* What is needed *
Reproduce word for word everything in the piece on the Lahore food street bombing from "Will the first" down to "three ‘other’ provinces.".

* Exercise passage *

Will the first attack in PML-N’s home after three years open its eyes
Five died while 50 others were injured as a home-made explosive tore through Lahore’s crowded Old Anarkali Food Street on Saturday night. The dead included a six-year-old girl and a 20-year-old boy. Eight of the injured were said to be critical. Terror has returned to the Punjab’s capital, three years after the Tehreek-i-Taliban Pakistan (TTP) apparently heard Shahbaz Sharif’s plea to “stay away from attacking the Punjab”. The Pakistan Muslim League-Nawaz (PML-N) has maintained an ambivalent attitude on the issue of escalating terrorism in the country – almost happy to let the “law and order” issue affect the lives of the citizens of Pakistan’s three ‘other’ provinces.

* Extracted records *
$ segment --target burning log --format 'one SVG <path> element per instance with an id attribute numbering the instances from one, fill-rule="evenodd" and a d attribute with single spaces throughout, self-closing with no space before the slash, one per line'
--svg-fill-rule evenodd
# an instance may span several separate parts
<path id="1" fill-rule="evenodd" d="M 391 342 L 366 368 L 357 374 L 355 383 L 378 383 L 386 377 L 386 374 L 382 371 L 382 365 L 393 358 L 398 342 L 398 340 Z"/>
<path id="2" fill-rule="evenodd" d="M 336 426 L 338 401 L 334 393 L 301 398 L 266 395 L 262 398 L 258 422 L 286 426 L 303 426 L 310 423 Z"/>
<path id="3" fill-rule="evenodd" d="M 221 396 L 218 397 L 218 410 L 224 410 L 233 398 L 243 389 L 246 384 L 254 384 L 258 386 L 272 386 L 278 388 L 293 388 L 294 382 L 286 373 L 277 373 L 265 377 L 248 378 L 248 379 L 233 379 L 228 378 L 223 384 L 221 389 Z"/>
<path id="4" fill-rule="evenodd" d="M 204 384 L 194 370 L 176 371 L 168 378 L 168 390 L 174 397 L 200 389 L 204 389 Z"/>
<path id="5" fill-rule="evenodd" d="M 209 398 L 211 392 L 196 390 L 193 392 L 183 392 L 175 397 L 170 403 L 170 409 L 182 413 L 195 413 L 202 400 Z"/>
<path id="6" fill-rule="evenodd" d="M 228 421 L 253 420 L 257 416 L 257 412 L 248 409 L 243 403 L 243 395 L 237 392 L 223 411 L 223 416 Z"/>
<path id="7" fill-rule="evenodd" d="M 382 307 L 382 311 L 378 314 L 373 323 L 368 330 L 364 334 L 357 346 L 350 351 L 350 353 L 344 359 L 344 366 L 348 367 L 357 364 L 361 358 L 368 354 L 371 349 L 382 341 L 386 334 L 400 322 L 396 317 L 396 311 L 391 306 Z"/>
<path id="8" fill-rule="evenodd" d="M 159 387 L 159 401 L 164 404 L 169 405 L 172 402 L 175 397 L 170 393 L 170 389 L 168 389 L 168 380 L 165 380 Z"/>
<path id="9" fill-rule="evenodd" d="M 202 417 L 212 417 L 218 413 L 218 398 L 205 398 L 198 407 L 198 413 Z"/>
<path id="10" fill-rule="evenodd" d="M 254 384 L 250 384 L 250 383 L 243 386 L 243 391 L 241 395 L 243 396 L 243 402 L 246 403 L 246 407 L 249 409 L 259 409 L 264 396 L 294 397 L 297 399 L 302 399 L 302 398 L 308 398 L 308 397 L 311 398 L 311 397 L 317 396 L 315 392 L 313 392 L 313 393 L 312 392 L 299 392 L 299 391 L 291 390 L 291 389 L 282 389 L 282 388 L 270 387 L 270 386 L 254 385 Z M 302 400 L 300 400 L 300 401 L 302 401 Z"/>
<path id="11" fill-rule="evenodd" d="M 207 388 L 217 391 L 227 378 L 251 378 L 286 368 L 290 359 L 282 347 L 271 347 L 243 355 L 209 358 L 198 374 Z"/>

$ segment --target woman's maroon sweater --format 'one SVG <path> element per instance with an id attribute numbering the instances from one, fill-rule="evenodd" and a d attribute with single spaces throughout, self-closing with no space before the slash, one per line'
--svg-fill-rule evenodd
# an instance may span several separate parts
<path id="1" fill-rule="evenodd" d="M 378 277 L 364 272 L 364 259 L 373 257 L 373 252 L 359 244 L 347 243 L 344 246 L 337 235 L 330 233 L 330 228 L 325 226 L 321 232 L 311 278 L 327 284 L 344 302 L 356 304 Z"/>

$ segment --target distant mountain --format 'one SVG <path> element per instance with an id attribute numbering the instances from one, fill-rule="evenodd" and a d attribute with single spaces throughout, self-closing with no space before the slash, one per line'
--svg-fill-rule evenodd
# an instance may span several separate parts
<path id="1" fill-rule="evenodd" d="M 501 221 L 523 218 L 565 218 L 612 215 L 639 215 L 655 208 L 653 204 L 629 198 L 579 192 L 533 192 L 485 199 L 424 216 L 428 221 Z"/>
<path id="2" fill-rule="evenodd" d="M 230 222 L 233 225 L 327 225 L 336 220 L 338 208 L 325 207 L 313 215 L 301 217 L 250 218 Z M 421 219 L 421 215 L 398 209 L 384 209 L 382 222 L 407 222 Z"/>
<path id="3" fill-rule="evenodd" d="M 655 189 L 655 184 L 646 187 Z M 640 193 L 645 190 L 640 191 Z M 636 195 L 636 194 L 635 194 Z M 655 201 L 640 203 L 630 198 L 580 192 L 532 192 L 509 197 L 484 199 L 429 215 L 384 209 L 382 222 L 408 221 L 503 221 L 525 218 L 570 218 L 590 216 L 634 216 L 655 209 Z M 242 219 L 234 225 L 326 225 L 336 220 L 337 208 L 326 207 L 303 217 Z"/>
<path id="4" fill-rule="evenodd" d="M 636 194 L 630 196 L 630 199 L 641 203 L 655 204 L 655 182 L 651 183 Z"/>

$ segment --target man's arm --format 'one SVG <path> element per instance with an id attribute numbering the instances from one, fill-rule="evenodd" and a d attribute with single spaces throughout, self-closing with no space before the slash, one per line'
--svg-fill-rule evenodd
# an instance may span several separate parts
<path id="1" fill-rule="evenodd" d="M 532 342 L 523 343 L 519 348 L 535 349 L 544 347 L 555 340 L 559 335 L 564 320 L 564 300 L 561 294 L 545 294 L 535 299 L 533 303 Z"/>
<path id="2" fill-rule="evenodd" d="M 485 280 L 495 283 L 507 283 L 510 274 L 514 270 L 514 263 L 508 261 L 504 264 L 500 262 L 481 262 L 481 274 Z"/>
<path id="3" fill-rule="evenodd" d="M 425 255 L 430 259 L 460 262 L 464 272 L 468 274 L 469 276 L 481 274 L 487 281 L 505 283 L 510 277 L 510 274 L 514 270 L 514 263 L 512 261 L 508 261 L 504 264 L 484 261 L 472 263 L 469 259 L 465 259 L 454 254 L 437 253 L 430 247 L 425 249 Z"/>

* Answer space *
Will the first attack in PML-N’s home after three years open its eyes
Five died while 50 others were injured as a home-made explosive tore through Lahore’s crowded Old Anarkali Food Street on Saturday night. The dead included a six-year-old girl and a 20-year-old boy. Eight of the injured were said to be critical. Terror has returned to the Punjab’s capital, three years after the Tehreek-i-Taliban Pakistan (TTP) apparently heard Shahbaz Sharif’s plea to “stay away from attacking the Punjab”. The Pakistan Muslim League-Nawaz (PML-N) has maintained an ambivalent attitude on the issue of escalating terrorism in the country – almost happy to let the “law and order” issue affect the lives of the citizens of Pakistan’s three ‘other’ provinces.